----- Selected text -----
Lake of the Woods District Hospital ($7,500)

Equipment for improving cancer patient satisfaction and safety

No one likes being poked and prodded, especially when under the stress of being diagnosed with cancer. At the Lake of the Woods District Hospital, chemotherapy is offered to patients to save them the almost 1,000 km round trip to Thunder Bay. Patients who require chemotherapy often need multiple pre- and post-treatment bloodwork samples. A vein viewer allows nurses to see, in real time, inside a patient’s body to accurately find a vein to obtain these samples. Less pokes means increased patient safety and a decreased chance for infection; critical when having chemotherapy.


Vital Signs Monitor and Digital Scale

Red Lake Margaret Cochenour Memorial Hospital ($3,784)

Equipment for assessing patients to safely receive chemotherapy

When patients are receiving chemotherapy, it’s incredibly important that the medication is given safely and that patients are monitored throughout their treatment. Before any medication is given, nurses will take an accurate measurement of a patient’s weight so that the correct dose can be calculated; a digital scale is the best tool for this job. Once a patient is comfortably settled to receive their treatment, nurses monitor how well they’re tolerating treatment by using a vital signs monitor to keep a close on how a patient is doing. If anything’s not quite right, they can tell right away and take action.
----- Stored data -----
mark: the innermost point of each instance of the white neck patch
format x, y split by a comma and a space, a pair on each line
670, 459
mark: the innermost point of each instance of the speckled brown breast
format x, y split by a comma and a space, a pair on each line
-----
## Problem to work on
Translate this sentence from the text about chemotherapy equipment into Spanish: "Before any medication is given, nurses will take an accurate measurement of a patient’s weight so that the correct dose can be calculated; a digital scale is the best tool for this job."

## Problem solution
Antes de administrar cualquier medicamento, el personal de enfermería tomará una medida precisa del peso del paciente para poder calcular la dosis correcta; una báscula digital es la mejor herramienta para esta tarea.